** Extracted text **
(begin)

Thank you, Deepak. To provide as broad a participation as possible, please limit yourself to one question. Our first question will be from Socket Kalia with Barclays, followed up by Hamza Fadarwala from Morgan Stanley. Go ahead, Socket.
Okay, great. Hey, guys, thanks for taking my questions here. Deepak, maybe the question is for you. Appreciate the revised billings guide in this macro backdrop, and to your point, the higher cost of money. I'm curious how you've maybe thought about factors like pipeline, like close rates, and very importantly, billings duration for the rest of the year, as we just try to get comfortable with how much that billings guide has maybe been de-risked.

(end)

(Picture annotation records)
(begin)

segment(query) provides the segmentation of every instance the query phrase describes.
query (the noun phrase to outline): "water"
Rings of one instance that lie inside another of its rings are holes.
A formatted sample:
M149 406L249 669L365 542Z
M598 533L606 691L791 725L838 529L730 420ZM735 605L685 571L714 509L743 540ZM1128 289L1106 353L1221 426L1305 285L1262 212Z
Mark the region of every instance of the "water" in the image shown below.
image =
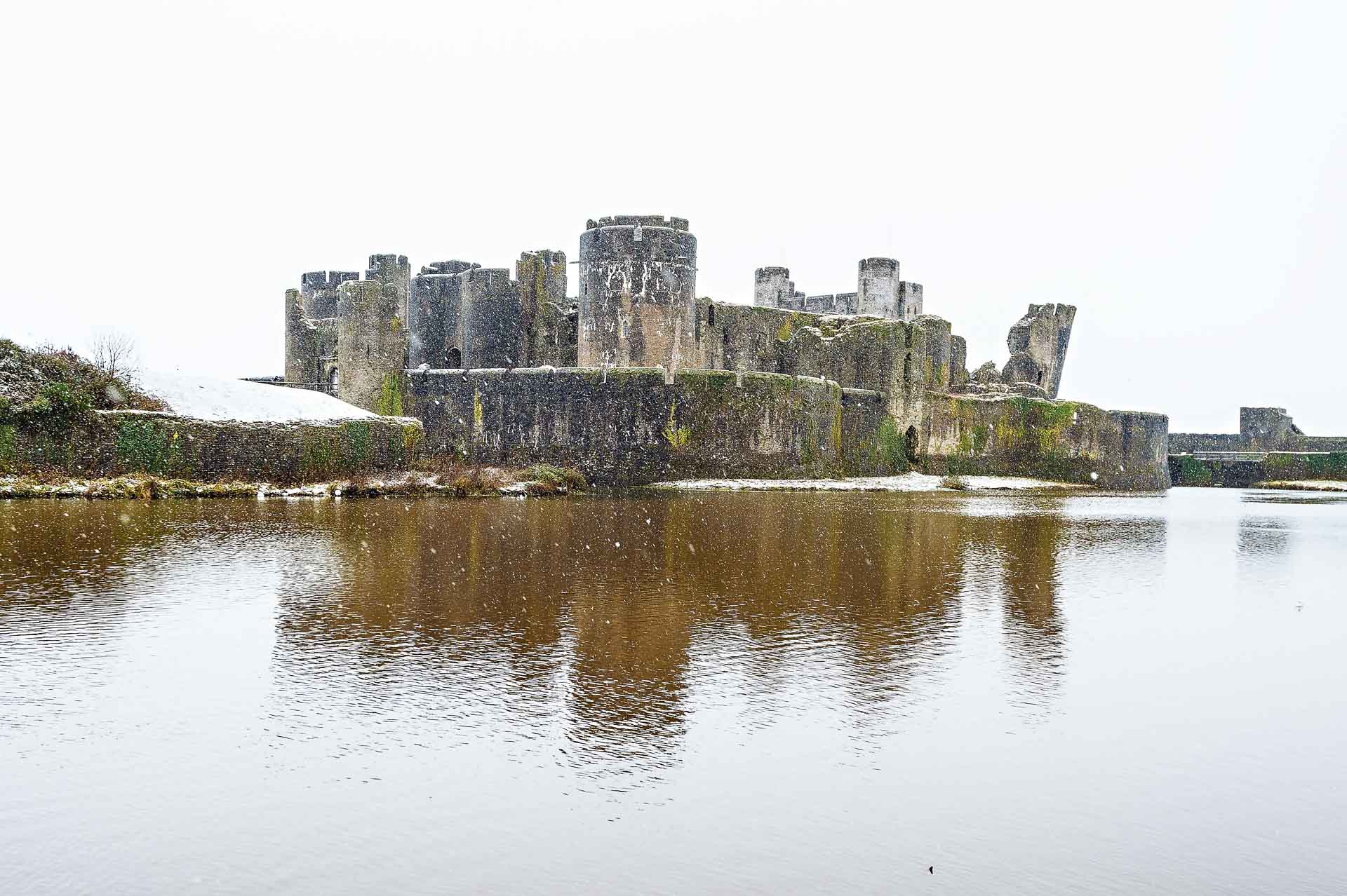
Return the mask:
M0 892L1340 893L1344 549L1223 490L0 502Z

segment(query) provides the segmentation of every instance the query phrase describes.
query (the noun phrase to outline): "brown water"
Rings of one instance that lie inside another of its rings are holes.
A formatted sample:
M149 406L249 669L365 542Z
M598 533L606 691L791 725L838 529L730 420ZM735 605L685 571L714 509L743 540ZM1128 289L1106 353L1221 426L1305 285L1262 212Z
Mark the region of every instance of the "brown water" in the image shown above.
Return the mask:
M1344 561L1222 490L0 502L0 893L1342 893Z

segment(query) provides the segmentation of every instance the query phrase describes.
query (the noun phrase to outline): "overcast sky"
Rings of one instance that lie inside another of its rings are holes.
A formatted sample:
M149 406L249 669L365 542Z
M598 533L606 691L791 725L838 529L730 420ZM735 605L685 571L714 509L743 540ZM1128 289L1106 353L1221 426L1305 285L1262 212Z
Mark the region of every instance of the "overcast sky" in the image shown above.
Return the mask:
M283 370L303 270L575 257L686 217L698 292L901 261L1006 359L1079 305L1063 397L1347 433L1344 3L24 3L0 54L0 335ZM574 269L572 269L574 274ZM572 276L571 293L575 292Z

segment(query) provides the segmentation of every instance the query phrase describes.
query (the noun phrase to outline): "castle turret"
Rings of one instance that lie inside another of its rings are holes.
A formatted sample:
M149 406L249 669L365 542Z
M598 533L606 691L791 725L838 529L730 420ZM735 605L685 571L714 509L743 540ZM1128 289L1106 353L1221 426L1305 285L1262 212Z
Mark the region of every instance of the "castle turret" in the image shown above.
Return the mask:
M397 288L348 280L337 295L337 397L365 410L401 414L407 327Z
M789 268L758 268L753 272L753 304L784 308L795 299Z
M407 323L408 297L411 296L412 266L407 256L370 256L365 280L376 280L397 291L397 316Z
M337 288L348 280L360 280L358 270L310 270L299 274L299 295L306 318L335 318Z
M318 382L318 331L304 316L299 289L286 291L286 382Z
M898 262L893 258L862 258L857 264L857 313L896 318Z
M925 312L921 309L921 284L898 281L898 307L894 316L898 320L916 320Z
M462 285L463 367L521 367L519 285L505 268L473 268Z
M696 320L696 237L683 218L618 215L581 234L581 366L676 369Z

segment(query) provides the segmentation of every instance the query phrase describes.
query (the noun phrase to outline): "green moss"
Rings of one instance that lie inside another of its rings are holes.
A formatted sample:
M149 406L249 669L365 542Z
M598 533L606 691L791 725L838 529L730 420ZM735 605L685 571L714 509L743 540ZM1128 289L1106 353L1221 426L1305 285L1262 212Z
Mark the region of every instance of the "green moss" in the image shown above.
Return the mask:
M339 453L331 439L310 436L300 448L299 468L310 479L325 479L339 468Z
M1214 482L1211 464L1184 455L1179 459L1179 482L1176 486L1210 486Z
M692 437L692 431L687 426L679 426L676 422L678 401L669 405L669 421L664 425L664 439L676 451L687 445L687 440Z
M186 449L178 431L159 420L124 420L117 426L117 465L147 474L183 467Z
M342 453L345 461L356 468L369 461L369 424L350 420L342 428Z
M880 432L876 440L878 443L876 445L878 460L888 472L900 472L908 468L907 447L902 444L902 435L898 432L898 424L893 417L885 417L880 422Z
M384 382L374 402L374 413L385 417L403 416L403 378L400 374L384 374Z
M0 472L13 472L19 468L19 431L12 425L0 425Z
M986 451L989 441L991 441L991 426L987 424L979 424L973 431L973 453L981 455Z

(end)

** Given exercise A **
Please transcribe the earnings call excerpt from "Thank you, Deepak." to "maybe been de-risked." word for word.
** Given exercise B **
Name every person the earnings call excerpt mentions by name.
These records come from a different source than the earnings call excerpt.

** Final result A **
Thank you, Deepak. To provide as broad a participation as possible, please limit yourself to one question. Our first question will be from Socket Kalia with Barclays, followed up by Hamza Fadarwala from Morgan Stanley. Go ahead, Socket.
Okay, great. Hey, guys, thanks for taking my questions here. Deepak, maybe the question is for you. Appreciate the revised billings guide in this macro backdrop, and to your point, the higher cost of money. I'm curious how you've maybe thought about factors like pipeline, like close rates, and very importantly, billings duration for the rest of the year, as we just try to get comfortable with how much that billings guide has maybe been de-risked.

** Final result B **
Deepak, Socket Kalia, Hamza Fadarwala